• TASK PROMPT: Gather each line of the records where "mountain" appears.

• INPUT:
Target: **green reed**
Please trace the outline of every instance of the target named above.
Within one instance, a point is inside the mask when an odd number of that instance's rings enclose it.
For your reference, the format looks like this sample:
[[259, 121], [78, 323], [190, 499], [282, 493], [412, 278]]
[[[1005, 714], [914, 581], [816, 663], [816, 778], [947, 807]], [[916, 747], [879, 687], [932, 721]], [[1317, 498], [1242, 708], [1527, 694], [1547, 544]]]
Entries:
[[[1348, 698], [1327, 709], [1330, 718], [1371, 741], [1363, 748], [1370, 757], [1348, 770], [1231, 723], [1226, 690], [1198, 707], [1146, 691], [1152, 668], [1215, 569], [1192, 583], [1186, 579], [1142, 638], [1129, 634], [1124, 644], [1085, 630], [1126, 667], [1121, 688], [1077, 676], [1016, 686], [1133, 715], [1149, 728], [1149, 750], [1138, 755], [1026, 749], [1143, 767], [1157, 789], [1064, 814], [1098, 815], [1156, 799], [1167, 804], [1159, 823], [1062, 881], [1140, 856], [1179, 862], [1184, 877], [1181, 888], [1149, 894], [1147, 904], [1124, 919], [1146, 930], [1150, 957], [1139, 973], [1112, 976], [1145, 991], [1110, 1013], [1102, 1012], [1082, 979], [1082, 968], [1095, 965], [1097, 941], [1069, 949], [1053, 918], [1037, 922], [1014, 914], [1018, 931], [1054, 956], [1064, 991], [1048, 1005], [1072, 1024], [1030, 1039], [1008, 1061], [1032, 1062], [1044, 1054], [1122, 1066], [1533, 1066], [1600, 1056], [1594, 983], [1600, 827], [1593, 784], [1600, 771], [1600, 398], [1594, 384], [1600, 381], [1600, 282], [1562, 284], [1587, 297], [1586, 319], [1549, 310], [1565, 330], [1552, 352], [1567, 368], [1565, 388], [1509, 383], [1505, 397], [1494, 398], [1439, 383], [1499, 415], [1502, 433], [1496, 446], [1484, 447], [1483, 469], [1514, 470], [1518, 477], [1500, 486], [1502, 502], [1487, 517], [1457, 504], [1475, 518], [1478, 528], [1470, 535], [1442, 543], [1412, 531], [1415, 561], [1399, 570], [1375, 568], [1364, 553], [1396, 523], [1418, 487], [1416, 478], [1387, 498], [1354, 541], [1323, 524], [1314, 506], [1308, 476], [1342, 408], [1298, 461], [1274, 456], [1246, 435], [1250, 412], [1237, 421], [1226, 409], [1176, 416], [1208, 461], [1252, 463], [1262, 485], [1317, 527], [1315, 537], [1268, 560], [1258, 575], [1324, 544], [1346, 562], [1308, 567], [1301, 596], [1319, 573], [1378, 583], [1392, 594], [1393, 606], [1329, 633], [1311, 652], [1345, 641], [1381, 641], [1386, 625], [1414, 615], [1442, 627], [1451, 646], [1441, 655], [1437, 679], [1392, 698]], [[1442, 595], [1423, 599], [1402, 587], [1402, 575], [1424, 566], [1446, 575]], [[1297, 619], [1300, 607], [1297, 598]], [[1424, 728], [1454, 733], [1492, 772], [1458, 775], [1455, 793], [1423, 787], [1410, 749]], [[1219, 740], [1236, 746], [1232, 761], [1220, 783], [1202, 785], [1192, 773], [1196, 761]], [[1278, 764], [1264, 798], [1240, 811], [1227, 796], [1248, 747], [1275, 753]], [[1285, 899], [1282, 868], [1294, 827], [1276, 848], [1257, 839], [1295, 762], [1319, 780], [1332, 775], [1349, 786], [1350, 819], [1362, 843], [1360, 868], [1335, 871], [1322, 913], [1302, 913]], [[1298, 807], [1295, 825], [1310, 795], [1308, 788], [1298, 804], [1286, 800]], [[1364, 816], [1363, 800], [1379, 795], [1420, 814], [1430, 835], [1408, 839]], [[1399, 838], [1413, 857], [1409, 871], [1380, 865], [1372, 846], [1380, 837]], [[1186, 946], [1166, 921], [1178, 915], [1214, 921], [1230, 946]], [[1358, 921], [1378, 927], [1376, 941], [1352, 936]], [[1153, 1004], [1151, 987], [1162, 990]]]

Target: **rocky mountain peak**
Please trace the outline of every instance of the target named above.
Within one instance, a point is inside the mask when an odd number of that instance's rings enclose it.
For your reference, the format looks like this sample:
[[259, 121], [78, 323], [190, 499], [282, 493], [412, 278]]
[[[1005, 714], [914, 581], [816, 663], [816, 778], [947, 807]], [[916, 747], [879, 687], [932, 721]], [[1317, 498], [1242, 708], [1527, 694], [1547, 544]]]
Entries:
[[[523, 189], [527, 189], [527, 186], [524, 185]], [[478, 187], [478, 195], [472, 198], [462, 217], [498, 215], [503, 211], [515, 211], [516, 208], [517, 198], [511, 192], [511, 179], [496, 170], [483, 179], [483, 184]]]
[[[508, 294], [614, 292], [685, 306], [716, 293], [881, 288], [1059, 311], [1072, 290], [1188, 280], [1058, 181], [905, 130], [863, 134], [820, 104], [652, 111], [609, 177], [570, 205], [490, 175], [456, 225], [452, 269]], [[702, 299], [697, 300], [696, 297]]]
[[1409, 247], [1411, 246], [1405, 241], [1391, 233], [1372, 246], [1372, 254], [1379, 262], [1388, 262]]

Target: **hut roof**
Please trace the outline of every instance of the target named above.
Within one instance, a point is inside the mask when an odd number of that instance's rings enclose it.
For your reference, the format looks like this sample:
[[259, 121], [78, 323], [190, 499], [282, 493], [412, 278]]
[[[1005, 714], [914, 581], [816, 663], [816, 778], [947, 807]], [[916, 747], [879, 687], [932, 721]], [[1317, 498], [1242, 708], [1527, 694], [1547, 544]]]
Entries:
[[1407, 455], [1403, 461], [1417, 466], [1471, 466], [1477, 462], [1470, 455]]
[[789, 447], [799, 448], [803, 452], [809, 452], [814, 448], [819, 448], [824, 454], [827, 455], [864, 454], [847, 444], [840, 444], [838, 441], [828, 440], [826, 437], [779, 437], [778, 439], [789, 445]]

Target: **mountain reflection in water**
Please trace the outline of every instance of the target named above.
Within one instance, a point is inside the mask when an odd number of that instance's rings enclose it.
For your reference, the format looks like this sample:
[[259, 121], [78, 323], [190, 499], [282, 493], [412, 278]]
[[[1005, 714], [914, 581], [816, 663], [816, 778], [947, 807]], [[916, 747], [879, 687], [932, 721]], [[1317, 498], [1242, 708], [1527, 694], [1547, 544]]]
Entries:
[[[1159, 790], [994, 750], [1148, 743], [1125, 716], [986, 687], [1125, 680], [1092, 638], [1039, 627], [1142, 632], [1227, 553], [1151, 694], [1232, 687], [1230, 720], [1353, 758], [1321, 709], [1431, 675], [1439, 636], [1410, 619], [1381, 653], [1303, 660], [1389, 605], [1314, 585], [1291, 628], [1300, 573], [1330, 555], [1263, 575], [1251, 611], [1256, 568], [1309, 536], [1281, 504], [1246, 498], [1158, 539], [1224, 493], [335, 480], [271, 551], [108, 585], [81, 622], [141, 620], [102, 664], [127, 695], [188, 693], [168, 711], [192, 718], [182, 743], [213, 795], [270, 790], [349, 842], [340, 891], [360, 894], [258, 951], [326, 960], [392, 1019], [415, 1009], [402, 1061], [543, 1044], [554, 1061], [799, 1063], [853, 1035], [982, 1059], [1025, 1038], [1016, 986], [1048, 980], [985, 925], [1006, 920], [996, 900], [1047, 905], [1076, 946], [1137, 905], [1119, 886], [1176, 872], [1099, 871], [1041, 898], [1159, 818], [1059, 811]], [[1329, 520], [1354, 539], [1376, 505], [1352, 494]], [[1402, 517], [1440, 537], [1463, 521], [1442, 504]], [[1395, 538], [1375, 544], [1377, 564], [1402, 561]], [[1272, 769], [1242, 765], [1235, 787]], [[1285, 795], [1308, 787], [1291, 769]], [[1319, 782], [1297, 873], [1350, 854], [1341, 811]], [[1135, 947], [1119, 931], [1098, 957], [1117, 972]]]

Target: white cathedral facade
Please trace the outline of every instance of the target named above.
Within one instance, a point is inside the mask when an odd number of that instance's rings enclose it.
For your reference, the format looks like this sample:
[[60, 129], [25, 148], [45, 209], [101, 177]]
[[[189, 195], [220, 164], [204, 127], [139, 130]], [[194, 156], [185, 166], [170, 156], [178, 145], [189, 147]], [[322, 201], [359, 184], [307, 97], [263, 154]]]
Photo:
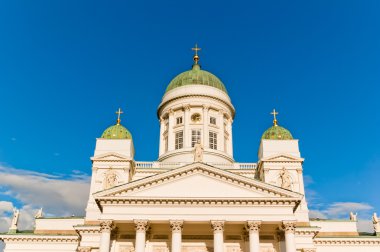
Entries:
[[[309, 218], [298, 140], [267, 129], [256, 163], [233, 157], [235, 108], [223, 83], [201, 70], [175, 77], [157, 115], [159, 156], [134, 159], [131, 133], [117, 123], [96, 140], [86, 215], [35, 220], [1, 234], [5, 252], [350, 252], [380, 251], [371, 234], [348, 220]], [[75, 196], [73, 196], [75, 197]]]

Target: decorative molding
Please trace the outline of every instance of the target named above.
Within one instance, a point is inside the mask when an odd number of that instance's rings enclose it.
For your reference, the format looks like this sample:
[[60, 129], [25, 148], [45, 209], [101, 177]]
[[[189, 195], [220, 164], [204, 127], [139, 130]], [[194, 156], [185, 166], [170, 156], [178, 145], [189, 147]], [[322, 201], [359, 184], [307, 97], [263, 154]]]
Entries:
[[183, 228], [183, 220], [171, 220], [170, 228], [172, 232], [181, 232]]
[[260, 232], [260, 228], [261, 228], [261, 221], [248, 221], [246, 226], [245, 226], [245, 229], [248, 231], [248, 232]]
[[219, 233], [224, 231], [224, 221], [211, 221], [211, 227], [214, 233]]
[[40, 236], [40, 235], [1, 235], [0, 240], [5, 243], [8, 242], [19, 242], [19, 243], [78, 243], [78, 236]]
[[282, 222], [282, 229], [285, 231], [286, 234], [295, 233], [296, 230], [296, 222], [295, 221], [283, 221]]
[[314, 239], [315, 245], [333, 245], [333, 246], [347, 246], [347, 245], [380, 245], [380, 238], [316, 238]]
[[294, 199], [265, 199], [265, 198], [225, 198], [225, 199], [186, 199], [186, 198], [100, 198], [96, 199], [100, 205], [228, 205], [228, 206], [271, 206], [271, 205], [285, 205], [296, 207], [298, 204]]
[[112, 222], [112, 220], [102, 220], [100, 221], [100, 232], [108, 232], [110, 233], [112, 229], [114, 229], [115, 226]]
[[134, 220], [136, 232], [146, 232], [149, 229], [148, 220]]

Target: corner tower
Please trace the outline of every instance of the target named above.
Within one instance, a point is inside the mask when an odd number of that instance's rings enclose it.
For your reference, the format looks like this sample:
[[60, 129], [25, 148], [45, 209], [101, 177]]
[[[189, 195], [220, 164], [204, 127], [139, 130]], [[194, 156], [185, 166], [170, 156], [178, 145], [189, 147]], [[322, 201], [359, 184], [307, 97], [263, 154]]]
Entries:
[[232, 163], [232, 122], [235, 108], [222, 81], [194, 64], [168, 85], [158, 106], [160, 120], [159, 161], [193, 162], [194, 145], [204, 148], [203, 162]]

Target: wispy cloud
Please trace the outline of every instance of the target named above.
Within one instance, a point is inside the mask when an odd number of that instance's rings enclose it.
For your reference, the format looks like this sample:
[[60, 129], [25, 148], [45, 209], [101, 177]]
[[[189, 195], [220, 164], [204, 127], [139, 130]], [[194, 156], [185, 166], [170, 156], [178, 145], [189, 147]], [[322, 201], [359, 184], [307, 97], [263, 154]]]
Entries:
[[[14, 198], [14, 202], [0, 202], [0, 229], [9, 227], [13, 204], [21, 205], [20, 229], [33, 227], [37, 209], [47, 215], [84, 215], [90, 177], [81, 172], [69, 176], [51, 175], [0, 165], [0, 195]], [[4, 230], [3, 230], [4, 231]]]

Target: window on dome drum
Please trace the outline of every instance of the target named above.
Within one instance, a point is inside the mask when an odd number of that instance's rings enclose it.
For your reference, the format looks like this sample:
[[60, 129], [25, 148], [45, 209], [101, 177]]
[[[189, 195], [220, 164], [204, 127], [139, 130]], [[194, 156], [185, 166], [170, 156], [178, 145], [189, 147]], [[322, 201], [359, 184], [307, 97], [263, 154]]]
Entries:
[[228, 141], [228, 137], [224, 136], [224, 151], [225, 152], [227, 152], [227, 141]]
[[208, 142], [210, 143], [210, 149], [216, 150], [218, 148], [218, 135], [215, 132], [209, 132], [208, 133], [209, 139]]
[[183, 148], [183, 131], [178, 131], [175, 133], [175, 149]]
[[216, 118], [215, 117], [210, 117], [210, 124], [216, 125]]
[[182, 124], [182, 116], [176, 118], [176, 123], [177, 125]]
[[194, 145], [198, 142], [198, 140], [201, 140], [201, 130], [192, 130], [191, 131], [191, 147], [194, 147]]

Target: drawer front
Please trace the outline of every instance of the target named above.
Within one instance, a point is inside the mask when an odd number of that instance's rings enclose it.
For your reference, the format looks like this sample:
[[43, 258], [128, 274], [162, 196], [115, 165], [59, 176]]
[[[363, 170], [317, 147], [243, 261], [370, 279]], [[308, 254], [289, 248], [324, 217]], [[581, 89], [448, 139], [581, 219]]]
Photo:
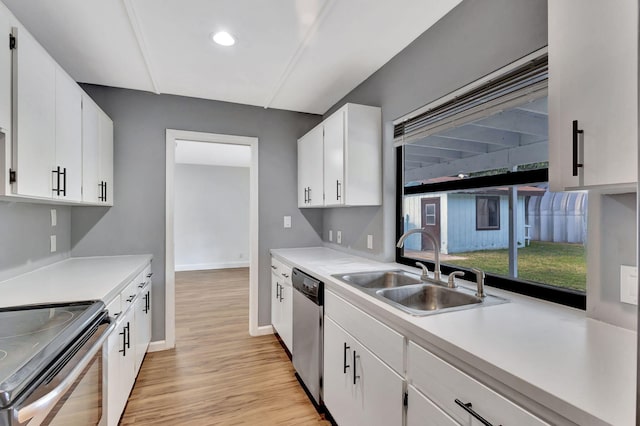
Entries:
[[109, 312], [109, 316], [114, 318], [122, 313], [120, 296], [115, 297], [111, 302], [109, 302], [107, 305], [107, 311]]
[[153, 274], [151, 273], [151, 265], [147, 265], [146, 268], [144, 268], [144, 271], [142, 272], [142, 278], [144, 279], [145, 284], [149, 284], [151, 282], [151, 276]]
[[120, 300], [122, 303], [123, 311], [126, 311], [127, 309], [129, 309], [129, 306], [133, 305], [133, 299], [135, 299], [140, 290], [142, 290], [142, 288], [140, 288], [139, 286], [143, 283], [144, 279], [141, 272], [133, 280], [131, 280], [129, 284], [127, 284], [124, 290], [122, 290], [122, 293], [120, 293]]
[[271, 258], [271, 273], [276, 275], [282, 284], [291, 285], [291, 271], [293, 268], [279, 261], [278, 259]]
[[409, 384], [463, 425], [470, 424], [471, 415], [456, 399], [471, 403], [476, 413], [494, 425], [548, 425], [413, 342], [409, 343], [407, 377]]
[[330, 291], [324, 312], [401, 375], [404, 373], [404, 336]]
[[460, 426], [413, 386], [408, 386], [407, 394], [407, 426], [423, 426], [427, 419], [432, 426]]

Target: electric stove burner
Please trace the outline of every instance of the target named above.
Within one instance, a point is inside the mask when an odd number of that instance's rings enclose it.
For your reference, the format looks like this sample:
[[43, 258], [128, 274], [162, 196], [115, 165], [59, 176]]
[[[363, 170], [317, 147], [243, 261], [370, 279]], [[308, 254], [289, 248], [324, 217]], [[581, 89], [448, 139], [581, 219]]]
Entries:
[[0, 340], [13, 339], [62, 327], [74, 317], [74, 313], [63, 309], [42, 309], [42, 312], [16, 311], [3, 317], [0, 324]]
[[5, 359], [7, 355], [8, 355], [7, 351], [3, 351], [2, 349], [0, 349], [0, 361]]

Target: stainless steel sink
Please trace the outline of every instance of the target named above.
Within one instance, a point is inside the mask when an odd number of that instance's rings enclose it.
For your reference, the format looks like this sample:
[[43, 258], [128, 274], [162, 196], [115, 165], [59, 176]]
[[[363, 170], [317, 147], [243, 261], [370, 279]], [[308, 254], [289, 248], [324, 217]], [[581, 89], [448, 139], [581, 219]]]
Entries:
[[405, 308], [420, 312], [482, 303], [480, 297], [435, 285], [389, 288], [376, 293]]
[[336, 278], [362, 288], [393, 288], [411, 284], [422, 284], [419, 275], [406, 271], [376, 271], [356, 272], [353, 274], [336, 275]]
[[501, 297], [475, 295], [465, 288], [448, 288], [444, 282], [422, 280], [420, 275], [403, 270], [355, 272], [334, 275], [349, 284], [397, 309], [415, 316], [496, 305], [507, 302]]

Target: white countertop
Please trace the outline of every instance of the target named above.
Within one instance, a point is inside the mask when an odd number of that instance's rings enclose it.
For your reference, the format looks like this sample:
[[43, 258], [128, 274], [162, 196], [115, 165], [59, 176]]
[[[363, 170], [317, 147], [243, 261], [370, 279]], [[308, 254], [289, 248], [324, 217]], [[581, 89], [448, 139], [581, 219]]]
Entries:
[[151, 255], [71, 257], [0, 282], [0, 307], [102, 300], [108, 303]]
[[[578, 424], [635, 424], [636, 333], [582, 310], [487, 288], [509, 303], [414, 317], [343, 284], [333, 274], [406, 269], [328, 248], [272, 254], [360, 301], [392, 327], [434, 345]], [[418, 343], [420, 343], [418, 341]]]

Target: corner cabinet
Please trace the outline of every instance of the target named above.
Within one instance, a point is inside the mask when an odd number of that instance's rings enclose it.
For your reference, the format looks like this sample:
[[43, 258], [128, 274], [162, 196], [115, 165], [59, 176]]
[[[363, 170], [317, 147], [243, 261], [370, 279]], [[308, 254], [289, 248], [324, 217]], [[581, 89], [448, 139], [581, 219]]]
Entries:
[[382, 203], [382, 117], [346, 104], [298, 140], [298, 207]]
[[638, 177], [638, 2], [549, 2], [552, 191]]
[[0, 197], [111, 205], [113, 123], [99, 109], [97, 118], [84, 113], [88, 96], [0, 3], [2, 28], [8, 39], [0, 55]]

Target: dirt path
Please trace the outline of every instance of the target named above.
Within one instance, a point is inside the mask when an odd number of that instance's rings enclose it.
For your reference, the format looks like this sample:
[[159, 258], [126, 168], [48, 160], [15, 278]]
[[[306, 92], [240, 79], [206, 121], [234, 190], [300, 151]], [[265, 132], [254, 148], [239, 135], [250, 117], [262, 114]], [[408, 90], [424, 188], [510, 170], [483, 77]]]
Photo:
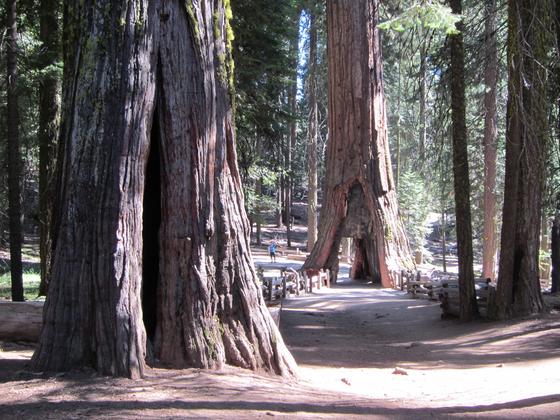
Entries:
[[470, 324], [439, 314], [437, 303], [349, 281], [289, 299], [281, 329], [298, 381], [234, 368], [44, 377], [24, 370], [29, 347], [0, 343], [0, 418], [560, 416], [559, 314]]
[[558, 315], [462, 324], [439, 314], [437, 303], [347, 283], [288, 301], [282, 331], [315, 387], [434, 413], [560, 416]]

• WRITTEN RESPONSE:
Target: **rocky mountain peak**
Target: **mountain reflection in water**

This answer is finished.